**Excerpted text**.

The World As Icon

One Christmas Eve I had the flu.  While my family went to Lessons and Carols, I wrote a poem about the pain Mary endured to give birth to Jesus, which I believed to be connected to my own suffering.  Flannery O’Connor calls evil “not simply a problem to be solved, but a mystery to be endured.”[1]  With the mystery of evil comes the mystery of grace in everyday life.  Every image in the world points to its Maker, to divine love.  O’Connor describes a grandfather and grandson looking at a statue: “They could both feel it dissolving their differences like an action of mercy.”[2]  God speaks and works through the images of this world, and physical things take on divine significance.  O’Connor offers another image: “The peacock stood still as if he had just come down from some sun-drenched height to be a vision for them all.”[3]  God created the world in order to speak through it, and we are the recipients of that gift.

The inter-penetration of earth and heaven finds its fullness in the person of Christ; the Incarnation itself unites God and man.  As Saint Athanasius says, “the Son of God became man so that we might become God.”[4]  God desires to share His divine life with us.  Saint Paul calls us “partakers of the divine nature.”[5]  God originally created man in His image, and redemption restores that shattered image.  Since Christ embodies what it means to be human, each man’s personhood find its fullest expression in Christ.  Everyone “acts in God’s eye what in God’s eye he is—Christ.”[6]  He is the image of the invisible God, and we share in that likeness.  We become our most real selves when we align our wills to His.  Mary exemplifies this calling most perfectly, who “this one work has to do— / Let all God’s glory through.”[7] Mary captures the vocation of humanity: cooperation with grace.

**Extracted records**.
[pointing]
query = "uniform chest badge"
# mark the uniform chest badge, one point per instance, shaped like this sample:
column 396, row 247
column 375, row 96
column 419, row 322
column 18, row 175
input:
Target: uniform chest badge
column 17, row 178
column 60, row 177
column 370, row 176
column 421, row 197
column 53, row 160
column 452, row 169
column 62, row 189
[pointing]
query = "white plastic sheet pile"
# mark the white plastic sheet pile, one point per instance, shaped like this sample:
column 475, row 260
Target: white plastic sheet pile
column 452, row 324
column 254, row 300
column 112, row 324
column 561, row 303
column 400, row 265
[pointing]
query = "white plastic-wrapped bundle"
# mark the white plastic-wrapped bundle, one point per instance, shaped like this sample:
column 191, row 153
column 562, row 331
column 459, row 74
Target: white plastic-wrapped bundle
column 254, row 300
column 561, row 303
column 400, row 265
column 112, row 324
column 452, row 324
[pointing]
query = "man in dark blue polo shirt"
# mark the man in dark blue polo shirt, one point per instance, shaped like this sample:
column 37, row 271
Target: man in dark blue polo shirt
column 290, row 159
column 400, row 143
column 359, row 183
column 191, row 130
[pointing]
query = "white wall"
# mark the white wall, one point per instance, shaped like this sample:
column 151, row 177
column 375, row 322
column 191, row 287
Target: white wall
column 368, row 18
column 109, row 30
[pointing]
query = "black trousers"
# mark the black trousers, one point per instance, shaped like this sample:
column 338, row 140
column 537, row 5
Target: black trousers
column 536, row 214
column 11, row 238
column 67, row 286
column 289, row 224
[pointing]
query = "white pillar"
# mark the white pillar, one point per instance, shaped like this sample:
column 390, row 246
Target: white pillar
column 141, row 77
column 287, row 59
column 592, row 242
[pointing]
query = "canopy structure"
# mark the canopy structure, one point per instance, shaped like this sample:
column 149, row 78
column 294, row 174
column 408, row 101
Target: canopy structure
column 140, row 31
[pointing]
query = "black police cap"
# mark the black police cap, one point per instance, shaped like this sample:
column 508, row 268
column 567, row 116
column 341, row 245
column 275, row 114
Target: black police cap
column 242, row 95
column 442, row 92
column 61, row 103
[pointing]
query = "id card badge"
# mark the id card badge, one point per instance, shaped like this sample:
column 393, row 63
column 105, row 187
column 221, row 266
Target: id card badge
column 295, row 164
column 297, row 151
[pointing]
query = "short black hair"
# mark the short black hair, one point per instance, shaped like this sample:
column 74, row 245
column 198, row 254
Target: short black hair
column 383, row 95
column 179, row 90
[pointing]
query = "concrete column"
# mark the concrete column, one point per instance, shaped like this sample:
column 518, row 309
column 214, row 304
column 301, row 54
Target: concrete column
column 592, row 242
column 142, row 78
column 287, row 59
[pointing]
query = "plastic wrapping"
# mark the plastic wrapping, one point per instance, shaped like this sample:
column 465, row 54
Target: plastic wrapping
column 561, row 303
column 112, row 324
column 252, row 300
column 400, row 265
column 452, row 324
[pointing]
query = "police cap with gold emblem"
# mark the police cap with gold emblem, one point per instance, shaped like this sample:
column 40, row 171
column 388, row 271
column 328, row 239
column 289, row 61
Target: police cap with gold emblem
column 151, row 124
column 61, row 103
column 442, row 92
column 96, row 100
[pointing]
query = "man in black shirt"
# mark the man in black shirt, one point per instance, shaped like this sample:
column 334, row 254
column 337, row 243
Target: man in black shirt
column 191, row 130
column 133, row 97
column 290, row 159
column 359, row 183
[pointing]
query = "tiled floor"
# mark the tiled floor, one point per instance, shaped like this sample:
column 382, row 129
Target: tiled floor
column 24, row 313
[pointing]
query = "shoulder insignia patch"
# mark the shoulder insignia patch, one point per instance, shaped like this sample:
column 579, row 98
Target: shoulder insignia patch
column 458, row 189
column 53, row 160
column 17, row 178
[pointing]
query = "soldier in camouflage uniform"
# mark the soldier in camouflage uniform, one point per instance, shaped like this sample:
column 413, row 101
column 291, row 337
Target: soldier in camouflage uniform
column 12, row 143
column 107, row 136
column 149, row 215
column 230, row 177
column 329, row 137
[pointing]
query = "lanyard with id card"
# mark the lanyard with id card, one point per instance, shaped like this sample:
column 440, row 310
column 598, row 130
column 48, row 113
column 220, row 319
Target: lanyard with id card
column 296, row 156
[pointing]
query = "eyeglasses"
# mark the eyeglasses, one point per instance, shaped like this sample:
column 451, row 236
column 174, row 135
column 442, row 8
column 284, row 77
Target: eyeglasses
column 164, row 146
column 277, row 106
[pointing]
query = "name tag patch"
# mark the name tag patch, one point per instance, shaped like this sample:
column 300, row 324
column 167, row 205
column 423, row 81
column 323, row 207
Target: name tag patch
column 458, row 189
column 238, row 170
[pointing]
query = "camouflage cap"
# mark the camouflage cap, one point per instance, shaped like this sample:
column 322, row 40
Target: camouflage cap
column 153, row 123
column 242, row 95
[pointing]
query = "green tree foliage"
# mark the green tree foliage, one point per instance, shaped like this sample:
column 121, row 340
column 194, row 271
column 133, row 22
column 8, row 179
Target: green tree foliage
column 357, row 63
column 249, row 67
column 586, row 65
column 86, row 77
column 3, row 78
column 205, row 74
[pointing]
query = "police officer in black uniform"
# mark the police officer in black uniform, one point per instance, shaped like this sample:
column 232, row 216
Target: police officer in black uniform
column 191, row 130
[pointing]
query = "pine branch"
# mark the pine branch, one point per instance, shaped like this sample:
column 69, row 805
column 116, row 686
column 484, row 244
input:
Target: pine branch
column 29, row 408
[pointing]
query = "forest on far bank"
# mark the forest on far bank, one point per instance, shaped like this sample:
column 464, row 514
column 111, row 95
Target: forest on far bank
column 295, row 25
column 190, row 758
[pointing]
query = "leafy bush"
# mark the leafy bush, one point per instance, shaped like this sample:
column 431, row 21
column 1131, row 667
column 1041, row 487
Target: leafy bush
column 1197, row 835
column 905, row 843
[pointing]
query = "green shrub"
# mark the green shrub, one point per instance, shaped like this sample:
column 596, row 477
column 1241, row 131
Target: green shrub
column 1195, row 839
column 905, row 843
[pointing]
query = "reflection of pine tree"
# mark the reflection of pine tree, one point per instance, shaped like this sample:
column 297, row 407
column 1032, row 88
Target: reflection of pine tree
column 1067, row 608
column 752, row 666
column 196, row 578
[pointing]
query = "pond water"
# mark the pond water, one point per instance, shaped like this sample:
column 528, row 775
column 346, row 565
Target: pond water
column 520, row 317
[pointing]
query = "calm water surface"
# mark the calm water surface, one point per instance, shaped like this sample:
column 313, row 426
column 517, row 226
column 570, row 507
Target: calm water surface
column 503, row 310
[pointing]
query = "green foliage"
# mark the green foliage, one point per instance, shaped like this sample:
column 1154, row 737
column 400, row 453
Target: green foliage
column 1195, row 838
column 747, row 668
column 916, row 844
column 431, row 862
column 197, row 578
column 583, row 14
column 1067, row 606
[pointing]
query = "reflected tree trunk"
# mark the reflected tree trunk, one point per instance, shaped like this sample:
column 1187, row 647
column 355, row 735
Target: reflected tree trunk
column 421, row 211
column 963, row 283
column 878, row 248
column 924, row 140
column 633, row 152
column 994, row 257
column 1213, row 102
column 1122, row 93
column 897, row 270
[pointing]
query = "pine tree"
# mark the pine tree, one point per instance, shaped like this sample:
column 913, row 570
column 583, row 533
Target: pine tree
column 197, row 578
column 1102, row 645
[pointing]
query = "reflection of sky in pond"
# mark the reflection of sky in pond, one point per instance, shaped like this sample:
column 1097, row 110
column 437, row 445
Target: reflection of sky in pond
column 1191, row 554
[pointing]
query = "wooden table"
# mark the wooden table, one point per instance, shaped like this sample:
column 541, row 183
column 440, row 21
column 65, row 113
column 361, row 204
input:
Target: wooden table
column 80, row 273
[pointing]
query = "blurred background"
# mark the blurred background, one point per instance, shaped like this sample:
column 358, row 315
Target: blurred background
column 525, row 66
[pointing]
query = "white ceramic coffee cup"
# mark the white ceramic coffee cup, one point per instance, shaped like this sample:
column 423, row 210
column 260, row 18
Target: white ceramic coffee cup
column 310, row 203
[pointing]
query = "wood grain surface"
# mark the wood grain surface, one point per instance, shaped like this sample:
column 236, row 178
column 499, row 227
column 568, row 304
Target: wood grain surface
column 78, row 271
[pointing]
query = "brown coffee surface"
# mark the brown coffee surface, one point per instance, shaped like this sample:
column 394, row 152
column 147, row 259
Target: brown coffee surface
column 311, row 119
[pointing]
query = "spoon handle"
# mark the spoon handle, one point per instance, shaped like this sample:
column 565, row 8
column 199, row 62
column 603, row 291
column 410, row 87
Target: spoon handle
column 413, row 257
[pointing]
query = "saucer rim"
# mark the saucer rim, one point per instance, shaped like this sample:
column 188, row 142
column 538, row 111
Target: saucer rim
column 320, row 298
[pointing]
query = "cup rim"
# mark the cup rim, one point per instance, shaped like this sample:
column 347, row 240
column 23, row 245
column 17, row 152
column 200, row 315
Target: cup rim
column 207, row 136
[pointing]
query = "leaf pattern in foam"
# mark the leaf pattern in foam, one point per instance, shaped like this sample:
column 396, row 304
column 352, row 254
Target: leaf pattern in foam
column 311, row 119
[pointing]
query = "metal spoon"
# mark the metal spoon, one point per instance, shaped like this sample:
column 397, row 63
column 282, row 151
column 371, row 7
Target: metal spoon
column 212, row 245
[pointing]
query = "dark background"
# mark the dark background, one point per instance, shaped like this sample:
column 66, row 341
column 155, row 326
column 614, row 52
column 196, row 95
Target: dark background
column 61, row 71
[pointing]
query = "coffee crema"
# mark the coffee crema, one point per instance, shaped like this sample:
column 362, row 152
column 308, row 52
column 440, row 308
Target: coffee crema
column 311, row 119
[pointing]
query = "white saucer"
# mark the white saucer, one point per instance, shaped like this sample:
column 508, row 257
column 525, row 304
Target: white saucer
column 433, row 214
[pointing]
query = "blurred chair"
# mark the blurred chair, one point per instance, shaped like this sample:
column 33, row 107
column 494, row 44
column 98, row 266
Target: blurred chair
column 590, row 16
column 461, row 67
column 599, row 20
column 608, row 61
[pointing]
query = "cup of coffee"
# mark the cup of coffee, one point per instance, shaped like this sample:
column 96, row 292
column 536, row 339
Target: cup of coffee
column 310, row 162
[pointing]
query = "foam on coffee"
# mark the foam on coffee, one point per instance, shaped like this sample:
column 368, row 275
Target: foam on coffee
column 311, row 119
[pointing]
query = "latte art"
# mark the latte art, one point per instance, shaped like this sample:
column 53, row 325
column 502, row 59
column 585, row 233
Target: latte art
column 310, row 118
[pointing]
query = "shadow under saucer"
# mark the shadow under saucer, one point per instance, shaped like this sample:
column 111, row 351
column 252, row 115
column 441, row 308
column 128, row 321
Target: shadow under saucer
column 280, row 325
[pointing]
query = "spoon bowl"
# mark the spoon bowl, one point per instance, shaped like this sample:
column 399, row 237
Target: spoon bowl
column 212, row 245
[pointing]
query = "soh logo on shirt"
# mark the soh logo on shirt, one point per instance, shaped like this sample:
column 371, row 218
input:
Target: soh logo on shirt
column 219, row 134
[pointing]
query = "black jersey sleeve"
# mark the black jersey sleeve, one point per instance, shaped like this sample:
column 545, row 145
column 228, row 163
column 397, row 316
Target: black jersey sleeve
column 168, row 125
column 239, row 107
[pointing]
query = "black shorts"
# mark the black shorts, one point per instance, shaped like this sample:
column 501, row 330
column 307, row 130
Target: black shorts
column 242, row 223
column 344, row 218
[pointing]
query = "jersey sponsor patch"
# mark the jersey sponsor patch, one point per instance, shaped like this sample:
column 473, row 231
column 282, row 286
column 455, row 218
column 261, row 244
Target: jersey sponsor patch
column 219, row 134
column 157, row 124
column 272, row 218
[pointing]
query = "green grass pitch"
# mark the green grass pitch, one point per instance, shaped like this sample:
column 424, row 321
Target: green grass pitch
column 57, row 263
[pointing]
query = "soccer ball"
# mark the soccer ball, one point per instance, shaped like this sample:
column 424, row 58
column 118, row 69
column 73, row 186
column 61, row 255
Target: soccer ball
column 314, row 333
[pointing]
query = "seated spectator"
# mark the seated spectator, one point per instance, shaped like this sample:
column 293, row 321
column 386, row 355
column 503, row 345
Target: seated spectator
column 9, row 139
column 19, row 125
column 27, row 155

**Work to complete**.
(1) List every person the essay names as the source of a quotation.
(2) Answer these questions from the essay, one line each:
(a) What illness did the writer have one Christmas Eve?
(b) According to Saint Athanasius, why did the Son of God become man?
(c) What does the essay give as the vocation of humanity?
(3) Reproduce the passage of the essay starting with "The inter-penetration of" and going on through "cooperation with grace.".

**Answers per task**.
(1)
Flannery O'Connor
Saint Athanasius
Saint Paul

(2)
(a) The flu.
(b) So that we might become God.
(c) Cooperation with grace.

(3)
The inter-penetration of earth and heaven finds its fullness in the person of Christ; the Incarnation itself unites God and man.  As Saint Athanasius says, “the Son of God became man so that we might become God.”[4]  God desires to share His divine life with us.  Saint Paul calls us “partakers of the divine nature.”[5]  God originally created man in His image, and redemption restores that shattered image.  Since Christ embodies what it means to be human, each man’s personhood find its fullest expression in Christ.  Everyone “acts in God’s eye what in God’s eye he is—Christ.”[6]  He is the image of the invisible God, and we share in that likeness.  We become our most real selves when we align our wills to His.  Mary exemplifies this calling most perfectly, who “this one work has to do— / Let all God’s glory through.”[7] Mary captures the vocation of humanity: cooperation with grace.